But that’s not the whole picture. Not all neutrons come directly from the fission process. Some neutrons appear as the result of beta decays. Beta minus decay occurs in nuclei that have an overabundance of neutrons, and as you look at nuclei that are far from stability (that is, it takes several decays before you would end up with a stable nucleus) there is a tendency for the decays to release more energy and happen quicker.
In beta minus decay, a neutron changes into a proton and a positron and neutrino are emitted from the nucleus. This “reshuffles” the nucleus and the energy states it has; in a lot of cases, the daughter nucleus is not in the ground state, so a gamma is also emitted as it de-excites. For some nuclei far from stability, there is so much energy left over that the nucleus can emit a neutron instead of a gamma. But before this neutron can appear, we have to wait for the beta decay to happen, and that delay is on a time scale best measured in seconds. These are called “delayed neutrons,” and they comprise a little less than 1% of the neutrons from fissions in a critical reactor. But because they take so relatively long to appear, the effective generation time is much greater. Which means only a handful of neutron generations will occur in the time it would take for the system to respond — the reactor is actually subcritical from just the prompt neutrons, and any neutron population increase is relying on decays that won’t occur for around a second.
This works as long as the reactor is subcritical on prompt neutrons. If the reactor went “prompt critical” there would be a spike in power before the system could respond; this is what happened at Chernobyl, because safeguards were intentionally disabled and procedures violated in order to run a test. In a bomb the design is to be highly prompt supercritical using fast neutrons; you aren’t thermalizing neutrons or relying on delayed neutrons for anything. One of many ways a bomb is different from a reactor.

.....

# TASKS AND EXERCISES
(1) Rewrite the part of the passage on delayed neutrons between "But that’s not" and "and happen quicker.", inclusive, replacing "overabundance" with "excess".
(2) According to the passage on delayed neutrons, what share of the neutrons from fissions in a critical reactor are delayed neutrons?

Records taken from a collection:

.....

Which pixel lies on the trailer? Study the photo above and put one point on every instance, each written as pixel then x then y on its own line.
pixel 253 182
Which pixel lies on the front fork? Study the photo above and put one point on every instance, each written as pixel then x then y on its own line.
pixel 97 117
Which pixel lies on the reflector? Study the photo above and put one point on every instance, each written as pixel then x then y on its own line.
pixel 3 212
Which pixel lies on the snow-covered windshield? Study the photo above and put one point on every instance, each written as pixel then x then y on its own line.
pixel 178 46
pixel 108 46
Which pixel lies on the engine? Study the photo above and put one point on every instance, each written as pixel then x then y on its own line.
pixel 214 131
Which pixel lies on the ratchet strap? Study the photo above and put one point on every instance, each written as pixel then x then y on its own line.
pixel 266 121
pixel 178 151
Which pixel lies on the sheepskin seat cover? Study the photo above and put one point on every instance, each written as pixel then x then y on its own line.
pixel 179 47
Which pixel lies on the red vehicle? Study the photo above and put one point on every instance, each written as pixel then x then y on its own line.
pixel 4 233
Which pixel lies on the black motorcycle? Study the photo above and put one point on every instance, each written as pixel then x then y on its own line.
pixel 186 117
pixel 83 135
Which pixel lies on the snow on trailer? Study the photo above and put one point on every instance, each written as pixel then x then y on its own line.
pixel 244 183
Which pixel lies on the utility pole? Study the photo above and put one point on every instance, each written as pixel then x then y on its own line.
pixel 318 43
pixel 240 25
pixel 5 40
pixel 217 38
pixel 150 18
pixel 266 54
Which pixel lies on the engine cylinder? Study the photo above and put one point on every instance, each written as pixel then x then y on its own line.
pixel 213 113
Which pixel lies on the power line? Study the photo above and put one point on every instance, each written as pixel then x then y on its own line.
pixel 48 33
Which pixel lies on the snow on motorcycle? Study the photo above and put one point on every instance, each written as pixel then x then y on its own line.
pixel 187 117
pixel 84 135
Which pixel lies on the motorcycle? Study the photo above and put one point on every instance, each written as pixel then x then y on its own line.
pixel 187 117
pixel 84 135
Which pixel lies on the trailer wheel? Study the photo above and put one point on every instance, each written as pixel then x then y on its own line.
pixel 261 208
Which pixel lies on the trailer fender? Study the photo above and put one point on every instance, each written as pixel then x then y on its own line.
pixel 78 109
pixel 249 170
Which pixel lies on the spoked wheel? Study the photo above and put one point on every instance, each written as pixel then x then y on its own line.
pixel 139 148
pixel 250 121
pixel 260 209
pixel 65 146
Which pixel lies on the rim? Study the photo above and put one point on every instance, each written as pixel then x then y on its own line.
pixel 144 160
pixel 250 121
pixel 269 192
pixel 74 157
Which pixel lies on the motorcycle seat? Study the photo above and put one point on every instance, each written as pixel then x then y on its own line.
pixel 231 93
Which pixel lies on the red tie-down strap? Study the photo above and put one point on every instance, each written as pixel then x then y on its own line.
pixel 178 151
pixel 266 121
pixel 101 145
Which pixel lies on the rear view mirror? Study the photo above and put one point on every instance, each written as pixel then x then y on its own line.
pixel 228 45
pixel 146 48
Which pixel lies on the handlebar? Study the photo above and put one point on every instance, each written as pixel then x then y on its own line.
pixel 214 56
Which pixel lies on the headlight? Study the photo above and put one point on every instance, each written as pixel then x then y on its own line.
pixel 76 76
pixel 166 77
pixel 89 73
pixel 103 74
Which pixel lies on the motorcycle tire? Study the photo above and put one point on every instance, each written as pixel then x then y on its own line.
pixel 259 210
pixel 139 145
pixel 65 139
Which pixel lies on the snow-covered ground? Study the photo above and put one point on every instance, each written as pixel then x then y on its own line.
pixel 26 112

.....

# SOLUTIONS TO THE PROBLEMS
(1)
But that’s not the whole picture. Not all neutrons come directly from the fission process. Some neutrons appear as the result of beta decays. Beta minus decay occurs in nuclei that have an excess of neutrons, and as you look at nuclei that are far from stability (that is, it takes several decays before you would end up with a stable nucleus) there is a tendency for the decays to release more energy and happen quicker.

(2) A little less than 1%.